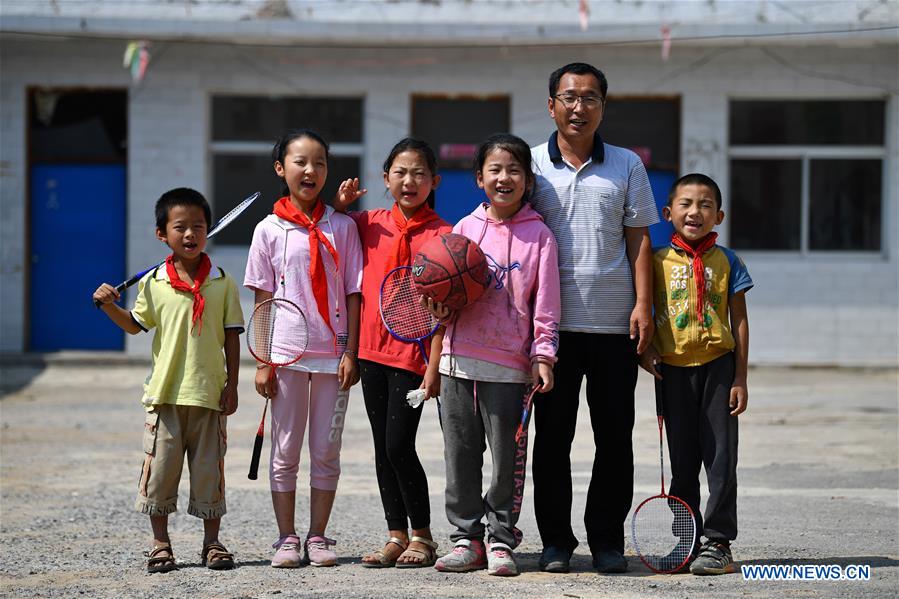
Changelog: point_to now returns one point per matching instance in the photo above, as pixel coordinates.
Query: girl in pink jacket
(494, 352)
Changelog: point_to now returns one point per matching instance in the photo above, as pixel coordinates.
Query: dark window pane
(243, 118)
(78, 126)
(845, 205)
(831, 122)
(454, 126)
(237, 176)
(765, 204)
(645, 123)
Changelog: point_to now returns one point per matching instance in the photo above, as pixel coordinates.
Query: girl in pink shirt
(310, 255)
(494, 352)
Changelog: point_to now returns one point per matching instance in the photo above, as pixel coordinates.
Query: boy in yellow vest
(699, 353)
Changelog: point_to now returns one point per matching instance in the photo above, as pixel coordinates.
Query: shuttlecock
(415, 398)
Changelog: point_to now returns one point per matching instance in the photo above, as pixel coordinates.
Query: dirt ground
(818, 485)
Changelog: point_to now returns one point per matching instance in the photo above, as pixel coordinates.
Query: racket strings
(400, 308)
(277, 333)
(664, 533)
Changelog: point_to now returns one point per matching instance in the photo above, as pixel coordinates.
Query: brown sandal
(216, 557)
(383, 560)
(161, 559)
(428, 557)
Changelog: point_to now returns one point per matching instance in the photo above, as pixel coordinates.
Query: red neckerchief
(179, 285)
(698, 267)
(402, 250)
(288, 211)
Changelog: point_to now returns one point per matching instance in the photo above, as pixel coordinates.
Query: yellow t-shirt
(188, 365)
(680, 338)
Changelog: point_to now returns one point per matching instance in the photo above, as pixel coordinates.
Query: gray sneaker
(713, 558)
(500, 561)
(467, 555)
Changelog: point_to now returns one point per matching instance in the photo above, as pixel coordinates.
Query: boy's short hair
(180, 196)
(578, 68)
(696, 179)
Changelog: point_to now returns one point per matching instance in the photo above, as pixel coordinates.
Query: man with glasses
(597, 201)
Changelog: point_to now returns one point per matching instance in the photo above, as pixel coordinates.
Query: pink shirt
(279, 263)
(516, 321)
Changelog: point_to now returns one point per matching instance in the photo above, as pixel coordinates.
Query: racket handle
(124, 285)
(254, 461)
(659, 395)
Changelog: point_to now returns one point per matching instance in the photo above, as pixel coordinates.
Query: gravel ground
(818, 485)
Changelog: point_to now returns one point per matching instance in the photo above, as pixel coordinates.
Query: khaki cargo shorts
(170, 431)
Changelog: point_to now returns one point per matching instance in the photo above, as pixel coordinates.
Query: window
(806, 176)
(244, 129)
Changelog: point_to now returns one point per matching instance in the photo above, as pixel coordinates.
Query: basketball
(451, 269)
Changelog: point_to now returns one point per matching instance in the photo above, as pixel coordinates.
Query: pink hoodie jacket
(516, 321)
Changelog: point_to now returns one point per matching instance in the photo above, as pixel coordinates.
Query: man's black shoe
(555, 559)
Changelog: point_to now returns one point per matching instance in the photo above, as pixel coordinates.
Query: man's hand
(739, 397)
(642, 326)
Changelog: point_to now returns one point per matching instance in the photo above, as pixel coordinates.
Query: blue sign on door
(77, 242)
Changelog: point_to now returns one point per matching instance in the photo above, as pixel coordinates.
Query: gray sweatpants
(469, 427)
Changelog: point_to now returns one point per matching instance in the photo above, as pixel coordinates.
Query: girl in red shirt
(390, 368)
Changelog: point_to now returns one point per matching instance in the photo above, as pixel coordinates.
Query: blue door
(77, 242)
(660, 182)
(457, 195)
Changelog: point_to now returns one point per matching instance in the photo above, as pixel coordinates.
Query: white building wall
(804, 309)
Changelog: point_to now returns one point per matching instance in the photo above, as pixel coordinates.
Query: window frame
(805, 153)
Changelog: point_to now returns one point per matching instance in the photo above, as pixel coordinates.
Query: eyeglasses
(571, 100)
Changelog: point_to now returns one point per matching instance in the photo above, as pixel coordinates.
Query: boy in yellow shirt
(699, 353)
(192, 386)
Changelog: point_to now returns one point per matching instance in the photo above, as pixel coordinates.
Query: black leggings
(394, 425)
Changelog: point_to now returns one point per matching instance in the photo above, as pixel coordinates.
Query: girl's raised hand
(542, 375)
(347, 193)
(265, 381)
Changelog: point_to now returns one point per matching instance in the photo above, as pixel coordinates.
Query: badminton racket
(522, 431)
(277, 335)
(663, 527)
(223, 222)
(402, 314)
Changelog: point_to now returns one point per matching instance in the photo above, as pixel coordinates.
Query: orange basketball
(452, 270)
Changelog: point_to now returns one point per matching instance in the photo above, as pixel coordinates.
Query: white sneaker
(501, 561)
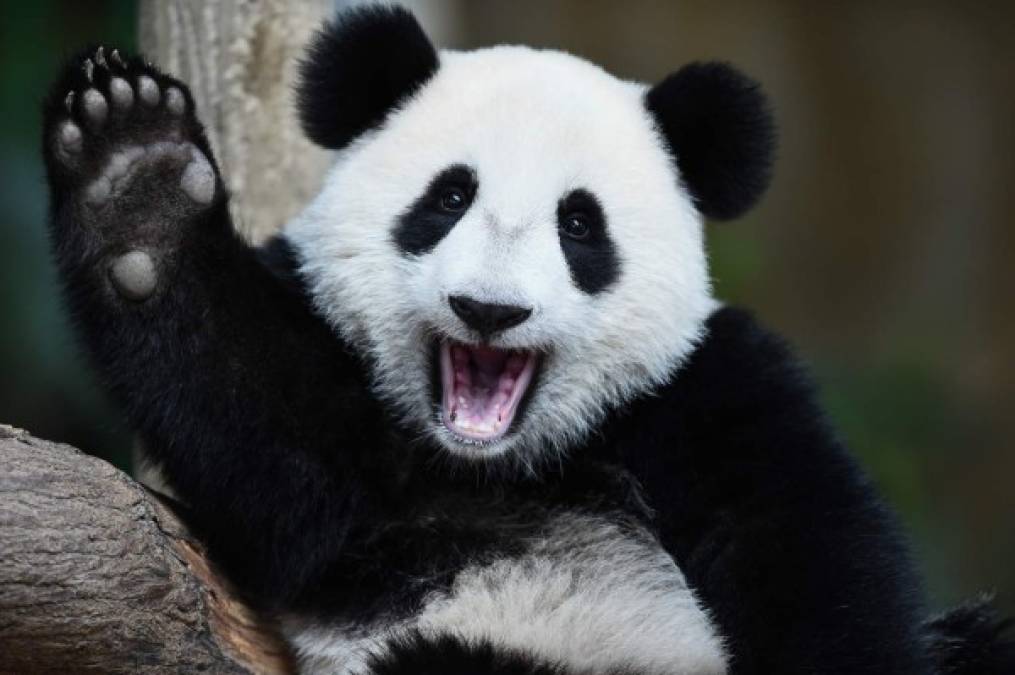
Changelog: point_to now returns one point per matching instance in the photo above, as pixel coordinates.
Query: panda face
(513, 251)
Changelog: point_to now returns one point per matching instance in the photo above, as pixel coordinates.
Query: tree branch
(97, 575)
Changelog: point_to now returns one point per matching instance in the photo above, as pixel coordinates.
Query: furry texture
(357, 68)
(599, 349)
(713, 522)
(721, 130)
(972, 639)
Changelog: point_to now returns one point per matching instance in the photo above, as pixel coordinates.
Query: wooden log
(97, 575)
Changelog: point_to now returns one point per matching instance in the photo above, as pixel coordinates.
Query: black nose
(485, 318)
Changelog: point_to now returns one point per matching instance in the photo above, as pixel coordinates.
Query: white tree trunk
(241, 59)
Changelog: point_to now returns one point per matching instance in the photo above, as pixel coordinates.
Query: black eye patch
(590, 253)
(434, 213)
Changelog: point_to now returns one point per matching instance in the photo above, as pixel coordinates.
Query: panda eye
(576, 225)
(454, 200)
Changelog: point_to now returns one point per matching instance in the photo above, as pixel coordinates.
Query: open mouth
(482, 389)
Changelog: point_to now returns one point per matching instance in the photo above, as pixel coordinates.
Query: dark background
(884, 249)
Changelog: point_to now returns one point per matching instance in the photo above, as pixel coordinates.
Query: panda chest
(590, 594)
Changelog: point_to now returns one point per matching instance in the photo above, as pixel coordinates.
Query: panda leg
(235, 387)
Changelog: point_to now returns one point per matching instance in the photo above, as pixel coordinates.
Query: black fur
(359, 67)
(448, 655)
(426, 222)
(313, 499)
(721, 130)
(774, 526)
(972, 639)
(593, 260)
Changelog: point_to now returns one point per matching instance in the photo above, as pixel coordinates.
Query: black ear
(357, 68)
(722, 133)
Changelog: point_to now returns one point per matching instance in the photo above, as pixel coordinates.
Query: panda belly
(590, 595)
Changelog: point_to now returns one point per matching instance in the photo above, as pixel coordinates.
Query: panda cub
(476, 410)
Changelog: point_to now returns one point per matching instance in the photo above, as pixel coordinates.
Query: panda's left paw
(130, 170)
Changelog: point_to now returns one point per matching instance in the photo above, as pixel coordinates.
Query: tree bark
(96, 575)
(240, 59)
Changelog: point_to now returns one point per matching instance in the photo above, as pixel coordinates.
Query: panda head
(514, 238)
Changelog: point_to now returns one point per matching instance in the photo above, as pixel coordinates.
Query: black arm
(777, 530)
(245, 397)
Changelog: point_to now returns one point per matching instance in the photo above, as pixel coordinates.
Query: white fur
(590, 594)
(534, 125)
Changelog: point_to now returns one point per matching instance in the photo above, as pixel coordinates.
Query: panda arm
(779, 532)
(246, 400)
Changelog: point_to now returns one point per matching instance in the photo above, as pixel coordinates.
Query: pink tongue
(489, 361)
(488, 386)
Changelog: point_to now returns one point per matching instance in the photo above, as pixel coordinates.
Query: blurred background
(884, 249)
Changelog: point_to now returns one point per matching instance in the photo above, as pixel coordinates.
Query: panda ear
(357, 68)
(721, 132)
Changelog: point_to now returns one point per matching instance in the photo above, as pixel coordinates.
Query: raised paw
(129, 165)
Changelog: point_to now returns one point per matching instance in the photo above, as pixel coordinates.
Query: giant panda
(476, 409)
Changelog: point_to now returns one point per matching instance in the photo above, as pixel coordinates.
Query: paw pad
(121, 92)
(133, 275)
(95, 108)
(198, 180)
(71, 140)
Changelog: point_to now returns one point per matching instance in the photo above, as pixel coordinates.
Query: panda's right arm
(243, 396)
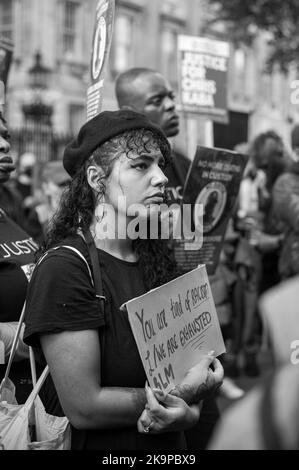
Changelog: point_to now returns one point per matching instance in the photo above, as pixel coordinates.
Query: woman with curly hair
(90, 349)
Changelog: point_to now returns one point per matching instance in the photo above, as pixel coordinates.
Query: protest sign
(101, 43)
(174, 326)
(6, 50)
(212, 186)
(203, 75)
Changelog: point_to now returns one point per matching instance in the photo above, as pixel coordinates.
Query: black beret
(103, 127)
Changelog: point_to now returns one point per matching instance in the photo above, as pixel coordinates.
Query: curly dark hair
(78, 202)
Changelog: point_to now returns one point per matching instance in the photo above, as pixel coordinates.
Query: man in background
(147, 91)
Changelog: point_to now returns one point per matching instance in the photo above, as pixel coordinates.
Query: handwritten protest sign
(203, 76)
(212, 186)
(6, 51)
(174, 326)
(101, 43)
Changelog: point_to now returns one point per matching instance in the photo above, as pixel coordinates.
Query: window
(6, 19)
(70, 27)
(169, 53)
(123, 43)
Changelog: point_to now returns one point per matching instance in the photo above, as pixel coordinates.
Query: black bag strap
(97, 277)
(272, 439)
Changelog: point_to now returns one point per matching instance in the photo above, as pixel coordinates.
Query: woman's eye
(156, 101)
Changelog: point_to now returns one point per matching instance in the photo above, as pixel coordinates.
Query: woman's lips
(6, 159)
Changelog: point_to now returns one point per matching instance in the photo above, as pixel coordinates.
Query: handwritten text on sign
(174, 326)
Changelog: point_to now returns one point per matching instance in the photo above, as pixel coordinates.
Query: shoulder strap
(98, 285)
(269, 429)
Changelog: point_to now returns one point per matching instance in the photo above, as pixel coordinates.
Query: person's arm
(7, 334)
(74, 361)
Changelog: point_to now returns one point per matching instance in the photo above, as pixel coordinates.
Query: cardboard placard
(212, 184)
(101, 43)
(174, 326)
(203, 76)
(6, 51)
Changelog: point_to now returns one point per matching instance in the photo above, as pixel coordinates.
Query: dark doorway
(235, 132)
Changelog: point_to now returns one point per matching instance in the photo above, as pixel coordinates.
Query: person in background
(54, 181)
(286, 211)
(268, 153)
(90, 348)
(147, 91)
(23, 182)
(17, 252)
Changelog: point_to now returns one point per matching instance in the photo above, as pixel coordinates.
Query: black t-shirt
(61, 297)
(17, 251)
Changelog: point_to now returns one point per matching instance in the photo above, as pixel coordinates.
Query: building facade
(145, 34)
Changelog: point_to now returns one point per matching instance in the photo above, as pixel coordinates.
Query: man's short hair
(124, 80)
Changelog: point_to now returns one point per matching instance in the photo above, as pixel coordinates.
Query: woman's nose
(159, 178)
(4, 145)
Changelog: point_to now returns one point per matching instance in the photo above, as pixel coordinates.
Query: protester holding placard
(147, 91)
(90, 349)
(17, 251)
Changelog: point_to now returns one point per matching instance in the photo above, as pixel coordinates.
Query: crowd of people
(96, 375)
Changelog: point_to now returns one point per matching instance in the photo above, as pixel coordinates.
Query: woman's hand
(166, 413)
(200, 381)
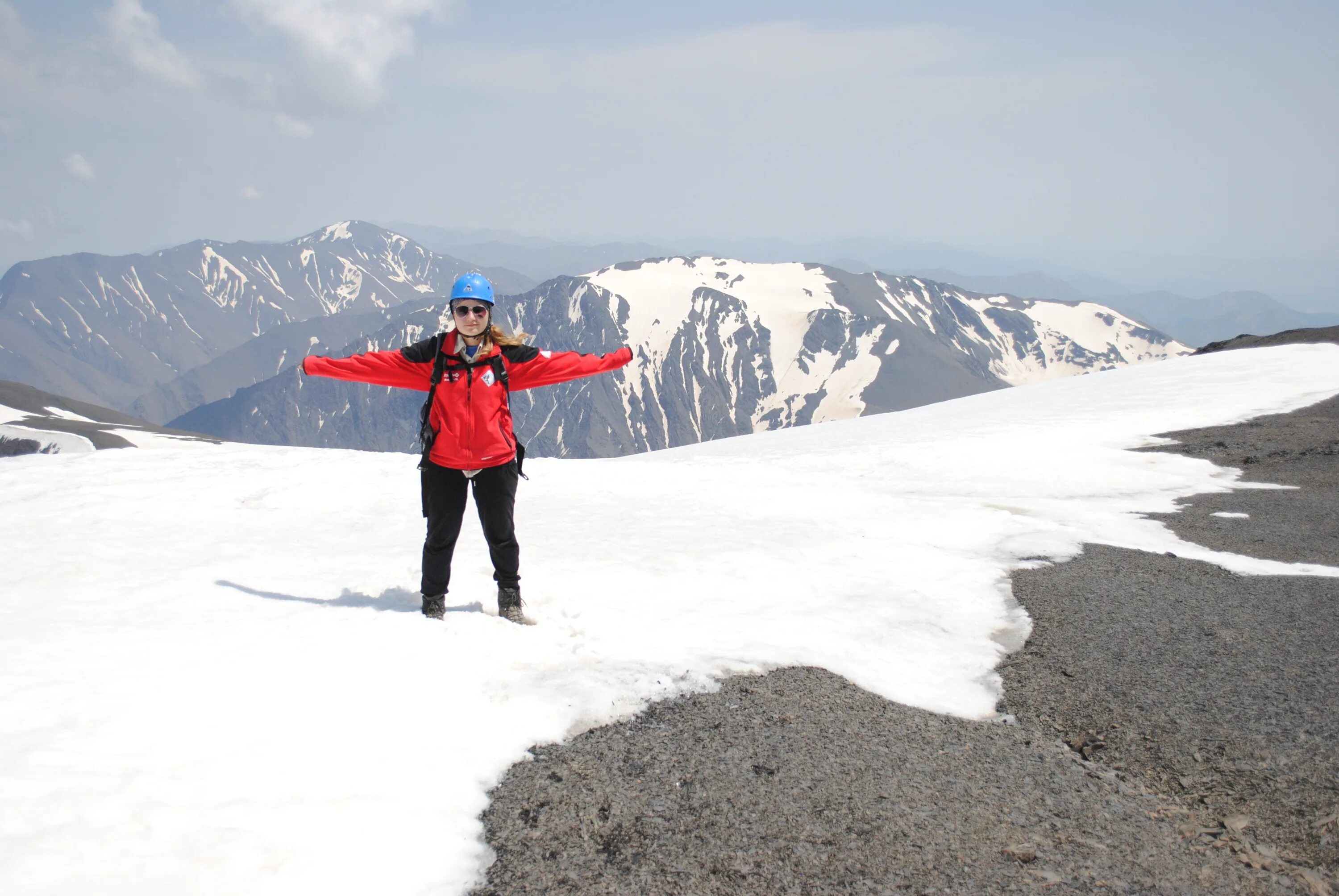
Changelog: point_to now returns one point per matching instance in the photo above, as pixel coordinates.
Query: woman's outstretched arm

+ + + +

* [TASK GOAL] The lines from the one containing "Query: crowd of people" to the last line of the records, both included: print exactly those and nothing else, leaving out any pictures.

* [FINISHED EXERCISE]
Query: crowd of people
(96, 375)
Changelog: point_to now returns one point per matching instance in the photo above, as pixel coordinates.
Query: woman's hand
(166, 413)
(200, 381)
Changelog: point_to now returns one point per matching instance in the photo above, as pixel coordinates.
Query: woman's outstretched arm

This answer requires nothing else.